Anche queste sono evidenti violazioni del diritto di protestare. Così come lo sono gli arresti arbitrari. Sicurezza nazionale, antiterrorismo, ordine pubblico, leggi sulla diffamazione e sull’ istigazione sono state motivazioni ampiamente utilizzate in modo improprio per criminalizzare le proteste e per arrestare e trattenere arbitrariamente i manifestanti.
In India, secondo il rapporto Onu, le autorità hanno sempre più utilizzato vaghe leggi sulla sedizione dell’era coloniale e sull’antiterrorismo per condannare i manifestanti pacifici, soprattutto nel contesto delle proteste degli agricoltori. Una pratica ampiamente diffusa nella nazione, che aveva già richiamato l’attenzione di Human Rights Watch nel 2016.
Recentemente, lo stesso fenomeno si è verificato in Russia, non appena Putin ha ordinato l’invasione dell’Ucraina. Entro la sera del 25 febbraio la polizia aveva già arrestato almeno 1.858 persone, stando ai dati di un’organizzazione indipendente, solo per aver partecipato a proteste contro la guerra in 57 città. Alcuni dei manifestanti detenuti sono stati incolpati soltanto perché tenevano in mano cartelli con slogan “no alla guerra“, “non tacere“, “ferma la guerra“.
A questi esempi di repressione del dissenso si aggiungono quelli di atti preventivi da parte dei Governi, ovvero la promulgazione e la messa in pratica di leggi che bloccano sul nascere movimenti pacifici e manifestazioni di protesta, oppure che vogliono fungere da deterrente.
Come accaduto in Australia, dove i Governi di due Stati hanno introdotto una legislazione progettata per criminalizzare le proteste ambientaliste. Nel Victoria, i manifestanti che tentano di impedire il disboscamento delle foreste native dovrebbero affrontare 12 mesi di carcere o più di 21.000 dollari di multa e il divieto di accedere alle aree di protesta, secondo una proposta di legge.
In Tasmania, i manifestanti potrebbero essere multati fino a 12.975 dollari o incarcerati per 18 mesi. Il New South Wales ha approvato leggi che vedranno le persone multate fino a 22.000 dollari o incarcerate per due anni se protestano su strade pubbliche, linee ferroviarie, tunnel, ponti o aree industriali.
In Francia, i rappresentanti del collettivo di calciatrici musulmane chiamato Les Hijabeuses avevano organizzato una protesta vicino al Parlamento francese per esprimere il dissenso verso una politica discriminatoria della Federcalcio francese, che vieta alle donne che scelgono di indossare il velo di partecipare a partite ufficiali. La Prefettura ha negato la manifestazione per timori sull’ordine pubblico e sulla sicurezza delle donne manifestanti. Tuttavia, secondo i promotori della pacifica manifestazione, le ragioni offerte dalle autorità per giustificare il divieto non erano proporzionate o legittime rispetto all’obbligo del Governo di tutelare il diritto alla libertà di riunione pacifica e si basavano su stereotipi stigmatizzanti. Un tribunale amministrativo ha annullato la decisione della polizia, ma a quel punto le proteste erano state sospese.
Dagli atti concreti di violenza e repressione contro le persone che manifestano in strada, fino all’attuazione di discutibili leggi sulla sicurezza pubblica, nel mondo c’è un’abbondanza di ostacoli illegali al diritto di protestare pacificamente. Un’ulteriore prova, quest’ultima, dell’ingiustizia che domina negli Stati meno democratici, ma anche in quelli che vengono considerati tali.

Dati archiviati:

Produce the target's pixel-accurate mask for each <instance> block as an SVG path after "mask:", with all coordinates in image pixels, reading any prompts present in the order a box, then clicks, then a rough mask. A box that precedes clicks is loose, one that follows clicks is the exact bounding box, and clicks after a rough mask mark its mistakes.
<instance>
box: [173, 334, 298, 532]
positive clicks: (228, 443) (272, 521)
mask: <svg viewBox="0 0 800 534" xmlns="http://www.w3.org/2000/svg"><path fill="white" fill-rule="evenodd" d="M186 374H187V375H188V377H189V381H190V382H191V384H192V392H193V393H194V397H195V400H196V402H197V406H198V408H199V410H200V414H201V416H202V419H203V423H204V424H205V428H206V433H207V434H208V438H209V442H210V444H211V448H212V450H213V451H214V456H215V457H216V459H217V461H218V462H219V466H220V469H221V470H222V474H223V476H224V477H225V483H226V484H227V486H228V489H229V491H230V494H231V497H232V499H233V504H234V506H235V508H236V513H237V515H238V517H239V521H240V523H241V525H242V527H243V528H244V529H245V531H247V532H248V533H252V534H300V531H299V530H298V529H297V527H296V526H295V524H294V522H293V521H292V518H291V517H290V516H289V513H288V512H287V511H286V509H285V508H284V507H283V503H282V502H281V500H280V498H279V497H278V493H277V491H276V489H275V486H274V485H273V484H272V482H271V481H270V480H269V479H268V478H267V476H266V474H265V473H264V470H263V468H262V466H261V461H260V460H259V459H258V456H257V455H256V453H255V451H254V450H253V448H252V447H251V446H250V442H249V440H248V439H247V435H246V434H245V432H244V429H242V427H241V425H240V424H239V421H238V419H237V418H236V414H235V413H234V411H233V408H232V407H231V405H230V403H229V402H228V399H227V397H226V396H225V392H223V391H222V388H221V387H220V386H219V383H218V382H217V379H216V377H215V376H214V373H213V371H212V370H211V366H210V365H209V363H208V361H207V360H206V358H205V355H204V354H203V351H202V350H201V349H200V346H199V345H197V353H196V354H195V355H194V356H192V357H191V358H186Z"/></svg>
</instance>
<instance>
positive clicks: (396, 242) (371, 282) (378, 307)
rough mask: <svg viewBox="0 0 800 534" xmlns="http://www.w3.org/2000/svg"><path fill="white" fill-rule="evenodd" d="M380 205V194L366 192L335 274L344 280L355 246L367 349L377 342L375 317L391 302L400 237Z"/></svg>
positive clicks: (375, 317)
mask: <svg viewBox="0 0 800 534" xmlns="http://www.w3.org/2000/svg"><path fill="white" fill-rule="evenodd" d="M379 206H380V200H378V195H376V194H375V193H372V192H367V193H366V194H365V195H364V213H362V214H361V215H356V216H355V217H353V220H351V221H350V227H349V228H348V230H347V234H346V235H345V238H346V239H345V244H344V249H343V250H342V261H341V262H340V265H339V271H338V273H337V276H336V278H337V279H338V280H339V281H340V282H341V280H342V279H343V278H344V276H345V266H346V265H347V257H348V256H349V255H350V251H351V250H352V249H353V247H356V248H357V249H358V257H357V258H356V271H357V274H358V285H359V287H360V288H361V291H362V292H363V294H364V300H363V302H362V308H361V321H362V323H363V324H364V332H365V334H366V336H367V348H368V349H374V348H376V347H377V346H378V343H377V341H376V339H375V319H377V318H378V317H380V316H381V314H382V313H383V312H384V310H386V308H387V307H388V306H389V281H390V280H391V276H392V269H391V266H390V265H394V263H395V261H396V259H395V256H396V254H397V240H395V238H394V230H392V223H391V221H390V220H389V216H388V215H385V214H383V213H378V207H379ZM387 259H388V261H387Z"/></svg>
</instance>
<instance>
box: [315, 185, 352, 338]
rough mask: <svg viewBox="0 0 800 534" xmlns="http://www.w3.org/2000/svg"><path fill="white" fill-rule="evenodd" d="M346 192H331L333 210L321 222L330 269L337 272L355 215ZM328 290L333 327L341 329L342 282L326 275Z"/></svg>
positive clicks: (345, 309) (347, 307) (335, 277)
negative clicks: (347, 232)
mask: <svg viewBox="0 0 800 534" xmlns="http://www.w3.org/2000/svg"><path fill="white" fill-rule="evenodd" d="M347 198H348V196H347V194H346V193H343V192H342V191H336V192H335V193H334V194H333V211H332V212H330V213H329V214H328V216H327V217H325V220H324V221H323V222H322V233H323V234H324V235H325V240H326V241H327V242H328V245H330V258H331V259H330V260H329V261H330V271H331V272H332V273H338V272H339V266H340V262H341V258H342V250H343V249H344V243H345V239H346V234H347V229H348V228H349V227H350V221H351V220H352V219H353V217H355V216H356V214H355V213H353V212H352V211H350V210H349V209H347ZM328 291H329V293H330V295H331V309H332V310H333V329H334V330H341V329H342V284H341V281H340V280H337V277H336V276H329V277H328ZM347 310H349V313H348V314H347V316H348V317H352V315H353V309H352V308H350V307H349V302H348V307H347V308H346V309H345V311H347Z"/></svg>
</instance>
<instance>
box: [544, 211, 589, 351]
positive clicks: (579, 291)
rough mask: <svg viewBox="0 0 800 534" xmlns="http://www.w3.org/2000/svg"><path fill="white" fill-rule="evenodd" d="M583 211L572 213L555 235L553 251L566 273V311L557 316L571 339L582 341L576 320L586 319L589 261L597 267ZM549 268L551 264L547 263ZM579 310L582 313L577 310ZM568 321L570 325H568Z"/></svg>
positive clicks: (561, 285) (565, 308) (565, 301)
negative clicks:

# RICHIESTA DI LAVORO 1:
Puoi riassumere l'estratto in due frasi?
# RICHIESTA DI LAVORO 2:
Sai rispondere a queste domande sull'estratto, segnando le risposte con le stesse lettere?
(a) Quante persone aveva arrestato la polizia russa entro la sera del 25 febbraio?
(b) Fino a quale cifra possono essere multati i manifestanti in Tasmania?
(c) Chi ha annullato la decisione della polizia sulla protesta delle Hijabeuses?
# RICHIESTA DI LAVORO 3:
Puoi trascrivere dall'estratto, senza alcuna modifica, il passo che comincia con le parole "In Tasmania, i" e si ferma dopo "o aree industriali."?
L'elenco qui sopra è materiale a sé, distinto dall'estratto.

# RISULTATO 1:
In diversi paesi le autorità criminalizzano le proteste pacifiche con arresti arbitrari, come in India, dove si usano leggi sulla sedizione dell'era coloniale e sull'antiterrorismo, e in Russia, dove entro la sera del 25 febbraio erano state arrestate almeno 1.858 persone per aver protestato contro la guerra. A ciò si aggiungono leggi preventive, come quelle introdotte in Australia contro le proteste ambientaliste, e divieti come quello imposto in Francia alla manifestazione delle Hijabeuses, segno di ostacoli illegali al diritto di protestare anche negli Stati considerati democratici.

# RISULTATO 2:
(a) Almeno 1.858 persone.
(b) Fino a 12.975 dollari.
(c) Un tribunale amministrativo.

# RISULTATO 3:
In Tasmania, i manifestanti potrebbero essere multati fino a 12.975 dollari o incarcerati per 18 mesi. Il New South Wales ha approvato leggi che vedranno le persone multate fino a 22.000 dollari o incarcerate per due anni se protestano su strade pubbliche, linee ferroviarie, tunnel, ponti o aree industriali.